[Excerpts of labeled region data]
________________

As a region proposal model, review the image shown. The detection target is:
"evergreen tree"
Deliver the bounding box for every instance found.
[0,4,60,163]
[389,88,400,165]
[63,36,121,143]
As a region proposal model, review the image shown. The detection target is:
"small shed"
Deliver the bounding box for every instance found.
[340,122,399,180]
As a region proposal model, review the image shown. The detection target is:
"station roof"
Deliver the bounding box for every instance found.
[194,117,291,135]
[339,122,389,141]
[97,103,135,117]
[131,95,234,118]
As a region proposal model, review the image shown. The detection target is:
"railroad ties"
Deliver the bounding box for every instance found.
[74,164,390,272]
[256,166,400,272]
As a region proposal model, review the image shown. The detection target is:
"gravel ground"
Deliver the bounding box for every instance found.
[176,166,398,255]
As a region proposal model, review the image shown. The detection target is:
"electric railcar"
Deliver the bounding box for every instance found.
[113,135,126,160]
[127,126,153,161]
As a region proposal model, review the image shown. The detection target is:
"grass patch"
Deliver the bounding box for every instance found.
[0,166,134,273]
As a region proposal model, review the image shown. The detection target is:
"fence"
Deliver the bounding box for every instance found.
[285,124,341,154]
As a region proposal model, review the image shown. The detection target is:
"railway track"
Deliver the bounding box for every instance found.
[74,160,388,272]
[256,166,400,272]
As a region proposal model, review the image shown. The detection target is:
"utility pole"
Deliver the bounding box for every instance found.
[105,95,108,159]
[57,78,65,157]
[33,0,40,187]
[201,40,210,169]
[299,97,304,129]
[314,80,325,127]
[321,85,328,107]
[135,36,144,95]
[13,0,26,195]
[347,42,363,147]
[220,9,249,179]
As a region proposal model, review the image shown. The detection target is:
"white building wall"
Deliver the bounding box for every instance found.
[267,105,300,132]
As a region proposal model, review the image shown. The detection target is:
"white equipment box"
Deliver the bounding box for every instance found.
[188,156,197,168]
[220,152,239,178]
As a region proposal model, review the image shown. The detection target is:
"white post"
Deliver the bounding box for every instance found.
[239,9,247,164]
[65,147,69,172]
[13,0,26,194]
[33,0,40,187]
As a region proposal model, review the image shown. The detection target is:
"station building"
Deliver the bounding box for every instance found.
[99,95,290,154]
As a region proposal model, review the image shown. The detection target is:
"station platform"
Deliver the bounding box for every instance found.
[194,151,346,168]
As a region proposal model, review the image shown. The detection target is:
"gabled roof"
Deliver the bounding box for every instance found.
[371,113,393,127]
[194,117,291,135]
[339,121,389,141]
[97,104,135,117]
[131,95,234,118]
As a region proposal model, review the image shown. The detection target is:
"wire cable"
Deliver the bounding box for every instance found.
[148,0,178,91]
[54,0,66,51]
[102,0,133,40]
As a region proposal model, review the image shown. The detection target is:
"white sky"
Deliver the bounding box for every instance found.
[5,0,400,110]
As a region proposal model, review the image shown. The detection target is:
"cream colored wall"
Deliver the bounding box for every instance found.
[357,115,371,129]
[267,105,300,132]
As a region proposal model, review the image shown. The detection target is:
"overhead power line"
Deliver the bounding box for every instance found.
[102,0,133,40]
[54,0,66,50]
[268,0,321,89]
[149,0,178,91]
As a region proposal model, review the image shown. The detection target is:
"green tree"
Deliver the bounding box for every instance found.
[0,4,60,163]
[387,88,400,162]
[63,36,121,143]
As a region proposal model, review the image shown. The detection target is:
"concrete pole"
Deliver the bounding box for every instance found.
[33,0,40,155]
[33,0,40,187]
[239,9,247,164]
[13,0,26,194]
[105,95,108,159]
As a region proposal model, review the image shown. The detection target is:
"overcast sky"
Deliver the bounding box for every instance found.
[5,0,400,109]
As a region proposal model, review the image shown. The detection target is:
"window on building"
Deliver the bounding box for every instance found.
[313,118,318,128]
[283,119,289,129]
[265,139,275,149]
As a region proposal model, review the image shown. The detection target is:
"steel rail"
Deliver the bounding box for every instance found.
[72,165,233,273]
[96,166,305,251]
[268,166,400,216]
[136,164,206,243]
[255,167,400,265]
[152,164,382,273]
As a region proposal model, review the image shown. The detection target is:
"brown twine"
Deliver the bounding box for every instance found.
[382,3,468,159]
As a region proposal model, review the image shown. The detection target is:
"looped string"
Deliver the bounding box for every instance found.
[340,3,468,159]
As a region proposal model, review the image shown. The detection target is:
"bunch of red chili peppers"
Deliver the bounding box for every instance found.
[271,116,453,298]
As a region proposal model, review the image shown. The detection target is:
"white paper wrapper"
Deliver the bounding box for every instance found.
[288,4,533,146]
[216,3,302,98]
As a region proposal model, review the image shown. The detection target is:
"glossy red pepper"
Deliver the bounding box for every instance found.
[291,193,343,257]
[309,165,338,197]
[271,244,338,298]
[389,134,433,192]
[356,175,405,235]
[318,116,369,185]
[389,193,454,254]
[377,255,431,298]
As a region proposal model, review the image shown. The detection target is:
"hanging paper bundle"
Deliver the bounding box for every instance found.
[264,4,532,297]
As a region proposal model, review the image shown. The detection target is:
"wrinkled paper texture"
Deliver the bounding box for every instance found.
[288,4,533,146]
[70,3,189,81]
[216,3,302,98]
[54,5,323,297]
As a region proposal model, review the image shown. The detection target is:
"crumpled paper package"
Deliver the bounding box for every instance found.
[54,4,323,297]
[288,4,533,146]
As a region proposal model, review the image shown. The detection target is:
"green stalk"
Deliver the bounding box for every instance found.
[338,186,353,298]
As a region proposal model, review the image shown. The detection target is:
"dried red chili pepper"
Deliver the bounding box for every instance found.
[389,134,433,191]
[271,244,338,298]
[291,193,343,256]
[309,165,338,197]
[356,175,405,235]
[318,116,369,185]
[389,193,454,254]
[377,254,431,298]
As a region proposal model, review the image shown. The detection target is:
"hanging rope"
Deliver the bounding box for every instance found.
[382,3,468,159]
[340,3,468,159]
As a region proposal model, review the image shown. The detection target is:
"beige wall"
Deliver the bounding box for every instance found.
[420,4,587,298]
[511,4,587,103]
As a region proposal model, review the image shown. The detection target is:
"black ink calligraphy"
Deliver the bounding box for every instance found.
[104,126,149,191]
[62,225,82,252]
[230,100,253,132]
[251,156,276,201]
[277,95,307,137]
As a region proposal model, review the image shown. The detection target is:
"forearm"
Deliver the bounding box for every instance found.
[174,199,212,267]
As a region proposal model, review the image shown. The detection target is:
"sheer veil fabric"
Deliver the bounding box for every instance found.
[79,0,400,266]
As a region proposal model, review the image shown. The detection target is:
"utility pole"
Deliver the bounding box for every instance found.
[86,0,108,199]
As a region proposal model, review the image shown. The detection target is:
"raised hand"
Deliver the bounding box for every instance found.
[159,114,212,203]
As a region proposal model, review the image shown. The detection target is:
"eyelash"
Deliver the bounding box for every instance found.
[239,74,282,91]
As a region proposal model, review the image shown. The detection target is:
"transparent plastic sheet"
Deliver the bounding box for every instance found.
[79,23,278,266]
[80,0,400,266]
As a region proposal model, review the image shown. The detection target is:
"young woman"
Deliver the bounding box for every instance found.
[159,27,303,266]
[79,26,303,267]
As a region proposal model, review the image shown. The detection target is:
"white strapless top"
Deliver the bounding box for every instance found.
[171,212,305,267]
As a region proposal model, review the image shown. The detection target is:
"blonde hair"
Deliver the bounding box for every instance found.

________________

- [Problem description] Return every line of the items above, unchanged.

- [The answer]
As a region proposal model, review the image shown. The detection target is:
"evergreen tree"
Deliver the bounding box for every instance found.
[0,4,60,163]
[389,88,400,165]
[63,36,121,143]
As a region proposal model, review the image shown. The detection target is:
"small shed"
Deliver the bounding box for every instance found.
[340,122,399,180]
As a region proposal model, review the image shown. The detection target is:
"station roof"
Deliver the bounding box for every instance found.
[194,117,291,135]
[339,122,389,141]
[97,103,135,117]
[131,95,234,118]
As a region proposal model, review the image shown. The detection target is:
"railroad ties"
Deliver the bounding box for every instance found.
[74,164,390,272]
[256,166,400,272]
As a region proposal model, review the image shown. The detection target is:
"gravel ground"
Deliver the bounding box for every instance found.
[176,166,398,255]
As a region proposal model, review the image shown. The detection target is:
"electric railcar"
Deliver the bounding box for every instance found.
[113,135,126,160]
[127,126,153,161]
As a region proposal model, review the image shown. The detection target is:
"grass patch"
Deliver the bounding box for every instance found.
[0,166,134,273]
As a region proposal model, review the image shown. The detection target is:
"fence"
Deliver the bounding box for every instance found.
[285,124,341,154]
As a region proposal model, review the image shown. The detection target is:
"railway track"
Deliver the bounding box for every instance found.
[74,160,388,272]
[256,166,400,272]
As a region proposal model, review the image shown. The detection target is:
"utility pole"
Deliver the bounding box for every instance found.
[105,95,108,159]
[57,78,65,157]
[33,0,40,187]
[201,40,210,169]
[299,97,304,129]
[314,80,325,127]
[321,85,328,107]
[135,36,144,95]
[13,0,26,195]
[347,42,363,147]
[220,9,249,179]
As a region proposal model, review the image shown. The detection target is:
"white building wall"
Deliver the bounding box for every instance found.
[267,105,300,132]
As a region proposal model, review the image shown. The detection target is:
"white equipment box"
Deliver the bounding box for every instance found.
[188,156,197,168]
[220,152,239,178]
As a region proposal model, review the image shown. The detection target is:
"white post"
Deliver the bounding box for every instance found.
[239,9,247,164]
[65,147,69,172]
[13,0,26,194]
[33,0,40,187]
As a region proposal model, review the image shown. The detection target is:
"station building"
Deliver the bounding box for every instance found.
[99,95,290,154]
As a region proposal model, review the image shown. The detection target is:
"station platform"
Deliver the bounding box for every instance found.
[194,151,346,168]
As a region proposal model, review the image shown. The detection target is:
"gabled roof"
Deliver the bounding box for every instance found.
[371,113,393,127]
[194,117,291,135]
[339,121,389,141]
[97,104,135,117]
[131,95,234,118]
As a region proposal model, review the image shown. The detection target is:
"wire cable"
Deliver the bounding box for every instance found.
[148,0,178,91]
[54,0,66,51]
[102,0,133,40]
As a region proposal model, review the image shown. The detection target is:
"white sky"
Deliver the bounding box for every instance found.
[5,0,400,110]
As a region proposal model, review the image shown. The detection target is:
"cream colored wall"
Deliver the bounding box for every instance found.
[357,115,371,129]
[267,105,300,132]
As a region proposal model, review the image shown. The detection target is:
"overhead power line"
Deliver the bounding box for every instance found.
[102,0,133,40]
[54,0,66,50]
[268,0,321,89]
[149,0,178,91]
As a region proposal model, review the image shown. The detection target is:
"green tree"
Deliver the bounding box for every instance found.
[0,4,60,163]
[387,88,400,162]
[63,36,121,143]
As a region proposal model, review the image shown. The detection target is:
"concrete pole"
Deliver the bounding box for every instance found.
[33,0,40,155]
[33,0,40,187]
[239,9,247,164]
[13,0,26,194]
[105,95,108,159]
As a region proposal model, review the image shown. The detection target is:
"overcast sky"
Deliver the bounding box for every instance found.
[5,0,400,109]
As a region proposal model, review the image shown. The detection target is:
"window on building"
Deliver the bounding box for every instance found.
[313,118,318,128]
[283,119,289,129]
[265,139,275,149]
As a region proposal model, review the image shown. The detection target is:
"steel rail"
Deliver the bounding box for every instance found.
[72,165,233,273]
[96,166,305,251]
[268,166,400,216]
[136,164,206,243]
[255,167,400,265]
[152,164,382,273]
As a region proposal model, review the image shown. The detection target is:
"brown twine"
Deliver the bounding box for every instance found.
[382,3,468,159]
As a region proposal model, review the image shown. The detection target is:
"looped string"
Deliver the bounding box for every instance found.
[340,3,468,159]
As a region proposal model, review the image shown. The detection target is:
"bunch of red chili peppers"
Deliver the bounding box for every instance found.
[271,116,453,298]
As a region proposal model, review the image shown. The detection target is:
"white paper wrapper"
Deliver the bounding box for every instance found.
[288,4,533,146]
[216,3,302,98]
As a region proposal model, review the image shown. The detection target is:
"glossy red pepper"
Deliver the bounding box for every instance found.
[291,193,343,257]
[309,165,338,197]
[271,244,338,298]
[389,134,433,192]
[356,175,405,235]
[318,116,369,185]
[389,193,454,254]
[377,255,431,298]
As a region proposal model, review the image shown. The detection target is:
"hanging paper bundle"
Deliver the bounding box for every instance found.
[264,4,532,297]
As a region proposal model, review the image shown. The detection target is:
"wrinkled paper texture"
Deliver the bounding box for every instance found.
[288,4,533,146]
[70,3,189,81]
[216,3,302,98]
[54,5,323,297]
As a region proposal model, review the image shown. The detection target is:
"crumpled paper package"
Deliver the bounding box for every instance found.
[54,4,323,297]
[288,4,533,146]
As a region proposal model, review the image shown. The detection target is:
"green stalk"
Deliver the bounding box for every instance found.
[338,186,353,298]
As a region proposal model, review the image shown. The detection target is:
"dried red chili pepper"
Deliver the bounding box for every instance found.
[389,134,433,191]
[271,244,338,298]
[291,193,343,256]
[309,165,338,197]
[356,175,405,235]
[318,116,369,185]
[389,193,454,254]
[377,254,431,298]
As a region proposal model, review the image shown. The detection target is:
"hanging rope"
Deliver the bounding box for every instance found.
[382,3,468,159]
[340,3,468,159]
As a region proposal model, review the image shown. The detection target is:
"beige wall"
Deliver the bounding box for every instance found.
[420,4,587,298]
[511,4,587,103]
As a region proposal model, review the image shown. The detection target is:
"black ink calligraphy"
Deliver the bounding box for every instance found.
[104,126,149,191]
[62,225,82,252]
[230,100,253,132]
[251,156,276,201]
[277,95,307,137]
As a region proposal model, review the image shown. The detection target is:
"forearm"
Deliver the bounding box for every instance found.
[174,199,212,267]
As a region proposal model, review the image shown. The detection target is:
"sheer veil fabric"
Deliver the bounding box for every instance found.
[79,0,400,266]
As a region proposal model, review the image shown. The detection target is:
"utility pole"
Deliver the bounding box for every instance found.
[86,0,108,199]
As a region proposal model, review the image shown. The detection target is:
"raised hand"
Deliver the bounding box for every instance found.
[159,114,212,203]
As a region proposal model, review the image shown. The detection target is:
"eyelash"
Deliver the bounding box for every instance found.
[239,74,282,91]
As a region proposal model, review the image shown. The detection target is:
"transparent plastic sheet"
Deliver the bounding box for every instance found.
[79,23,278,266]
[80,0,400,266]
As a region proposal model, review the image shown. The detection target is:
"young woman"
Deliver the bounding box for every instance found.
[159,27,303,266]
[79,26,303,267]
As a region proposal model, review the image shown. The detection target is:
"white strapless top"
Deliver the bounding box for every instance found.
[171,212,305,267]
As a region proposal model, review the image shown. The detection target is:
"blonde hair"
Deliver the bounding box for every instance found.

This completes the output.